Task list –
(A) According to the article on high-yield stock funds below, how many domestic stock funds did the Premium Screener return as of Dec. 2, 2008?
(B) Continue the article on high-yield stock funds, picking up after its final sentence.

Text –

Need Yield? These Stock Funds Have Income
Try this screen for dividend-seeking funds with winning long-term records.
Many investors seek the steady income provided by dividend-paying stocks, but companies from across the market-cap spectrum have been cutting dividends during this year's nerve-jangling market swoon. As Morningstar DividendInvestor editor Josh Peters explained in a recent article, high-yielding stocks have been more volatile than the market as a whole in the past couple years. Still, for those with long-term investment horizons, dividend-focused funds offer a great way to reap the rewards of income-generating stocks while minimizing the risk that company-specific problems will affect your entire portfolio.
Using the Premium Fund Screener, we searched for domestic-stock funds run by skilled stock-pickers. We screened for funds with top-third category rankings over the trailing 10-year period, making sure that the current management was responsible for that record.
We also zeroed in on funds with high yields. Mutual fund yields are an annual percentage measure of income (dividends and interest) earned by the portfolio's holdings, net of the fund's expenses. The Premium Fund Screener allows you to search for trailing 12-month yield, which is calculated by taking the weighted average of the yields of the stocks (or the funds if it's a fund of funds) in the portfolio for that time frame. Here, we set the screen for funds with trailing 12-month yields above the category average. We wouldn't expect this criterion to give us only dividend-focused strategies, but it should help point us in the right direction. Lastly, we required that the funds be open to new investments of $25,000 or less, with below-average expense ratios.
As of Dec. 2, 2008, the Premium Screener returned 26 domestic stock funds. To see the results, click here.
One word of warning here: Dividend-paying stocks tend to lead to greater taxable gains, so investors using taxable accounts should consider funds with better aftertax records. One way to do this is to look for low tax-cost ratios (1% or less is a suitable range). This ratio reflects the percentage-point reduction in an annualized return that results from income taxes.

Entries provided –
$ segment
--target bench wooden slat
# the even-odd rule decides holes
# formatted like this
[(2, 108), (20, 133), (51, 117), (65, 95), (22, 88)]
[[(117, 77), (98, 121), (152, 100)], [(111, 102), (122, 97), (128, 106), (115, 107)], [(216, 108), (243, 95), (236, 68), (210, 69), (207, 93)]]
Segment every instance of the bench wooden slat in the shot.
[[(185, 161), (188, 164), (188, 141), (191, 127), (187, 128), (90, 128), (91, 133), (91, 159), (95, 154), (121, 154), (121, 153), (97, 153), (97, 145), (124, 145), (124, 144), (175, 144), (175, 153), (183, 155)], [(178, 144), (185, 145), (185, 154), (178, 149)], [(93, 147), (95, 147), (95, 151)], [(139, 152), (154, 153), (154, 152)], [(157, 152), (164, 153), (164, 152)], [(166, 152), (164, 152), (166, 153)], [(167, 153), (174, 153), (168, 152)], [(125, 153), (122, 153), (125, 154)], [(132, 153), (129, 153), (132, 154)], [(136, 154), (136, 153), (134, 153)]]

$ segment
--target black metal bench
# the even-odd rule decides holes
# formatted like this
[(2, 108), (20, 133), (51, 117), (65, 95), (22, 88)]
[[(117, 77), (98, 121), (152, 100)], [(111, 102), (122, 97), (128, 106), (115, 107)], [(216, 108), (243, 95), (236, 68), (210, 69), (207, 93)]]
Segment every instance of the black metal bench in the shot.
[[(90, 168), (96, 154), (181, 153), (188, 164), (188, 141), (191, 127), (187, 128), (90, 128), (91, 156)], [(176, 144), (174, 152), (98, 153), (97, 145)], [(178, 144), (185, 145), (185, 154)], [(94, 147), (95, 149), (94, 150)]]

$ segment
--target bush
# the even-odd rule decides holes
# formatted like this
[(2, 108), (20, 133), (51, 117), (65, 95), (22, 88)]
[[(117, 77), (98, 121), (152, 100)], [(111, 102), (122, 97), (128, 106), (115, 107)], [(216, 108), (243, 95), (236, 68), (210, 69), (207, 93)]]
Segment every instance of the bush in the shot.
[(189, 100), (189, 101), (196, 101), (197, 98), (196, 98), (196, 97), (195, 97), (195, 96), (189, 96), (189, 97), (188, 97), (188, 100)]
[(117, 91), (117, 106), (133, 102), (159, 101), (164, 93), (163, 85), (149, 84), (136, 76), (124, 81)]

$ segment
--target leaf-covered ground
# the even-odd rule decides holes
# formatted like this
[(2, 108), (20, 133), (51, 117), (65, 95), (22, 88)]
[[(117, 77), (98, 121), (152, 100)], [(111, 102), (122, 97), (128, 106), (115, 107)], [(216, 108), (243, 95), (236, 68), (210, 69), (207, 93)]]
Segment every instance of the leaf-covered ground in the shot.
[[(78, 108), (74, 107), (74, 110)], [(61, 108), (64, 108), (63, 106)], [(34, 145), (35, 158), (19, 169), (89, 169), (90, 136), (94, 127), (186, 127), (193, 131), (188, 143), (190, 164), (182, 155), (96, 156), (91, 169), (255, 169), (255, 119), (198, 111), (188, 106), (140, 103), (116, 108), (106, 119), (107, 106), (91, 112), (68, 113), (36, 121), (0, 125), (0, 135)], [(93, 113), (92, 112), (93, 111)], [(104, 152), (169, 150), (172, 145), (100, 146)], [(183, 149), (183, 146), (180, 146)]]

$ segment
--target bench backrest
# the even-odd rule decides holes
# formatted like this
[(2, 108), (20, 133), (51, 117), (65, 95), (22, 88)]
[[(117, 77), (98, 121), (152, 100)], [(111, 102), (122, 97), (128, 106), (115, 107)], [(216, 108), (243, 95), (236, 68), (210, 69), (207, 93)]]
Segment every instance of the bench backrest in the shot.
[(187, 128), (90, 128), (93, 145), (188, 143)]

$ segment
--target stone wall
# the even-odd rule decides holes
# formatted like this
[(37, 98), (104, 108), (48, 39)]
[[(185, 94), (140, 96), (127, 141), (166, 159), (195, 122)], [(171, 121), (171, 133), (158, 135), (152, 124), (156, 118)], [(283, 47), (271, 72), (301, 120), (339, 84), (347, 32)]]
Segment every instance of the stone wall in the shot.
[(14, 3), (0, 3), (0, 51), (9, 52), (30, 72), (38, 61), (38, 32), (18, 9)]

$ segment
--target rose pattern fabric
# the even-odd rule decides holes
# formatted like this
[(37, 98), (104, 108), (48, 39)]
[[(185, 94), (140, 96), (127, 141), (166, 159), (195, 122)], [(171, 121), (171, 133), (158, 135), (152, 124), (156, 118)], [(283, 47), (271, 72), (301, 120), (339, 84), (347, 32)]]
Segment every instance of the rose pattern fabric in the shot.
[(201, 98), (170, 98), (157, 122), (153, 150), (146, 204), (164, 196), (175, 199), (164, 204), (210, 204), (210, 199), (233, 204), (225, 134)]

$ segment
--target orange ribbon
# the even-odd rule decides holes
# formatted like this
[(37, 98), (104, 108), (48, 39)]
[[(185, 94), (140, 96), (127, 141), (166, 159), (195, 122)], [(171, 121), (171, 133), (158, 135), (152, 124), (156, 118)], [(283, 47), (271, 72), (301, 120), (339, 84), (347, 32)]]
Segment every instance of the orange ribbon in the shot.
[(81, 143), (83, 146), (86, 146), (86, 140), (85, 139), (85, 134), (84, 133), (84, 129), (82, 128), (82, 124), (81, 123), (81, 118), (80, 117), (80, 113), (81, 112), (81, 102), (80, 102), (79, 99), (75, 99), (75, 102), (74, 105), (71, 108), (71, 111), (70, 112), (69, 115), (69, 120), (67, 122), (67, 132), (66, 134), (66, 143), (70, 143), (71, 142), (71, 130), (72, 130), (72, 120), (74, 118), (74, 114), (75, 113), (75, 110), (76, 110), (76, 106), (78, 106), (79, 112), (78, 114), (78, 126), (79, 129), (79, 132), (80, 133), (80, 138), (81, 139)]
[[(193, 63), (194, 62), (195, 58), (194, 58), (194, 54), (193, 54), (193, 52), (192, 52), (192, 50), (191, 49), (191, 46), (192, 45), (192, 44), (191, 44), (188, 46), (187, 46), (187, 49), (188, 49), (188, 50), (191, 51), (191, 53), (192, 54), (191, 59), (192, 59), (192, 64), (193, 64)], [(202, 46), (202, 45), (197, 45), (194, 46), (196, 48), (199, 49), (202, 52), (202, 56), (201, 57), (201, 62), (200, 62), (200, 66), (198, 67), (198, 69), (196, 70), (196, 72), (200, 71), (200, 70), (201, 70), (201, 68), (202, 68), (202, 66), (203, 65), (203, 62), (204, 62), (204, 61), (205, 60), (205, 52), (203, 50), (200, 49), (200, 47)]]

Responses by task –
(A) 26

(B)
One of the more tax-efficient funds on this list with a great long-term record is Royce Special Equity (RYSEX). An Analyst Pick in the small-value category, this relatively compact portfolio of roughly 60 stocks has more of a dividend focus than most peers. Manager Charlie Dreifus keeps a decent stake of micro-cap stocks in this portfolio, and their added risks have been muted by Dreifus' insistence on clean balance sheets and preference for cash-cow businesses and dividend-payers that he can hang on to for years. This strategy has also kept the fund's losses to 26% for the year to date ended Nov. 24, 2008, while the typical peer has shed 40%.
Another interesting option is Yacktman (YACKX). Veteran investor Don Yacktman has run this large-value fund since its 1992 inception, and he is assisted by his son Stephen. The team focuses on firms trading at bargain prices with low debt levels, which kept the fund out of tech stocks during the Internet bubble and out of financials more recently. Instead, the portfolio has been awash with dividend-paying consumer staples names such as Coca-Cola (KO), Proctor & Gamble (PG), and Clorox (CLX). The Yacktmans' focus on these annuitylike businesses hasn't always kept the fund at the head of the pack, especially during bull markets, but it has cushioned the blow during 2008's downturn and during the bear market from 2000 to 2002. The added stability has translated to some great long-term gains for patient shareholders.
Finally, we'd highlight Pioneer Equity Income (PEQIX), which strives to deliver a yield greater than the S&P 500 Index on a quarterly basis after expenses. One of the purer dividend-focused strategies from this list, the fund has consistently achieved this goal in addition to offering index-beating returns over the long term. Manager John Carey is patient with his picks for this fund, which tend to come from the dividend-rich financials, utilities, and energy sectors. That said, he has been quick to cut stocks that no longer offer attractive dividend yields, as was the case with Deere (DE) in mid-2007. Like the Yacktman fund, this one is built more for comfort than speed, so investors need patience to reap the rewards of Carey's dividend-paying picks.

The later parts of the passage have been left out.